__Instructions__
1 – Decide whether each statement below agrees with the ntpd discussion that follows: (a) With "-g" present, ntpd makes one adjustment of more than 1000 seconds and terminates if a second one is needed. (b) The offsets shown by ntpq are in seconds. (c) Four servers is called the minimum for a valid statistical sample. For each statement, answer yes or no and quote the words from the discussion that decide it.
2 – Answer these questions from the ntpd discussion below, one per line:
(a) Since what date has the ntpd instance on server-04 been running?
(b) How many lower-stratum servers should each ntpd instance have configured before it is first started?
(c) According to the docs, how many servers is actually required?

__Text shown__
Ted Beatie wrote:
If ntpd finds an offset of more than 1000 seconds, it will
terminate itself unless "-g" is present on the ntpd command
line. In that case, it will make one such adjustment and will
terminate itself if a second such adjustment is required.


I'm confused then;

  server-04:~# ps aux|grep ntpd
  root     389  0.0  0.1  2328 2320 ?      SL   Jun13   0:05 /usr/sbin/ntpd -g

This instance of ntpd has been running since Jun13.  Shouldn't it have
terminated by now?  (not that I want it to terminate..  what I want is
for it to say, "ok upstream server, I think you're on crack, but I'm
going to believe you anyway.")

The offsets shown by ntpq are in milliseconds. Does that answer the
question? Otherwise, I don't really know what the status of "server-04"
is, so I can't evaluate whether anything is amiss or not.



Also make sure that each ntpd instance has at least 4
reliable, consistent, and _working_ lower-stratum servers
configured before you even start ntpd for the first time.


What if we can't guarantee that?  The docs certainly seem to say that
the more the better, but that only one is actually required.  Some of
our deployments have public internet access, in which case, we can
populate the ntp.conf file on the gateway machines with as many servers
as we'd like.  But a fair number of our deployments don't have outbound
internet access, and have only one internal NTP server, if even that.
And yet, we still want at a minimum, for all of our machines to be in sync.


If you can't guarantee that, you'll have to settle for poor and unreliable
timekeeping, not to put too fine a point on it. Obviously, you have to
have at least one working server. What if you only have one configured
and it is down? What if it is malfunctioning and reporting the wrong
time? With multiple servers, NTP can cull out the bad boys. 4 is the
minimum you need to provide a valid statistical sample and n+1
redundancy.

Dataset excerpts on object pointing:
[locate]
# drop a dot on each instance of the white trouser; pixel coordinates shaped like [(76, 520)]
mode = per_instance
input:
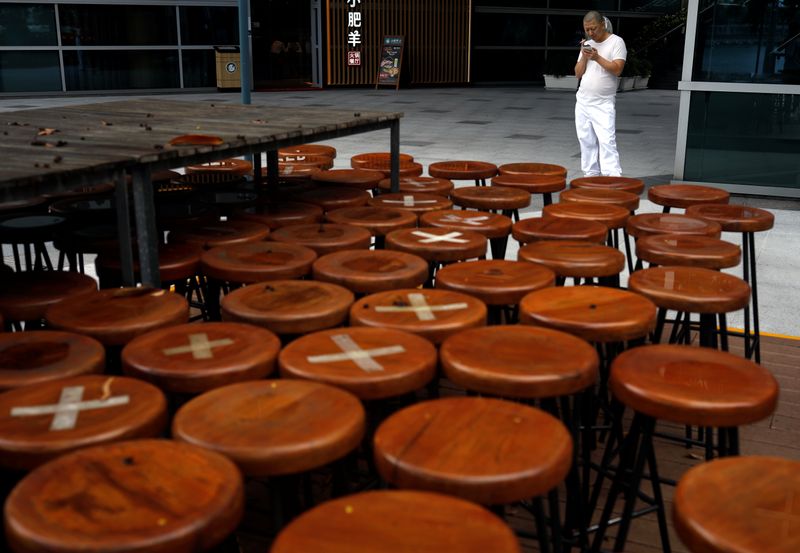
[(595, 124)]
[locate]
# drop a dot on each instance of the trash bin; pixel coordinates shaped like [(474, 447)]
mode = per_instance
[(228, 67)]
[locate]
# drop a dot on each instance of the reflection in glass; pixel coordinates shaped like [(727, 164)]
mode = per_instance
[(740, 138)]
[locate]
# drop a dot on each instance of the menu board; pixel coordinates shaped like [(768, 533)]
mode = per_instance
[(391, 59)]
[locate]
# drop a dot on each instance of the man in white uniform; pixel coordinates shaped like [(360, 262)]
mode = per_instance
[(600, 62)]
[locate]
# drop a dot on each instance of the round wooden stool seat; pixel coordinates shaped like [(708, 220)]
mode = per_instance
[(273, 427), (694, 251), (540, 228), (451, 446), (594, 313), (392, 521), (429, 185), (116, 316), (258, 262), (194, 358), (627, 184), (27, 295), (280, 214), (462, 170), (28, 358), (692, 385), (134, 496), (415, 202), (574, 259), (365, 179), (685, 195), (370, 363), (369, 271), (289, 306), (495, 281), (734, 218), (628, 200), (671, 223), (432, 314), (491, 225), (491, 198), (739, 504), (499, 360), (324, 238), (40, 422), (613, 216), (379, 221), (691, 289), (220, 233), (438, 245)]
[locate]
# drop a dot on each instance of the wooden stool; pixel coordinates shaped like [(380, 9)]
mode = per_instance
[(493, 199), (478, 171), (451, 446), (370, 363), (498, 283), (627, 184), (686, 385), (539, 228), (432, 314), (391, 521), (685, 195), (533, 184), (429, 185), (116, 316), (370, 271), (27, 295), (324, 238), (28, 358), (415, 202), (43, 421), (715, 512), (289, 307), (176, 497), (689, 290), (748, 221), (194, 358), (577, 260)]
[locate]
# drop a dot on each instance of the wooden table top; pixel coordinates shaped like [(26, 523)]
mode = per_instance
[(692, 289), (574, 258), (495, 281), (116, 316), (28, 358), (289, 306), (397, 521), (693, 385), (369, 271), (594, 313), (518, 361), (742, 504), (433, 314), (485, 450), (370, 363), (273, 427), (175, 496), (43, 421), (193, 358), (258, 262)]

__Answers for the exercise__
1 –
(a) Yes: "it will make one such adjustment and will terminate itself if a second such adjustment is required."
(b) No: "The offsets shown by ntpq are in milliseconds."
(c) Yes: "4 is the minimum you need to provide a valid statistical sample and n+1 redundancy."

2 –
(a) Jun13
(b) At least 4
(c) One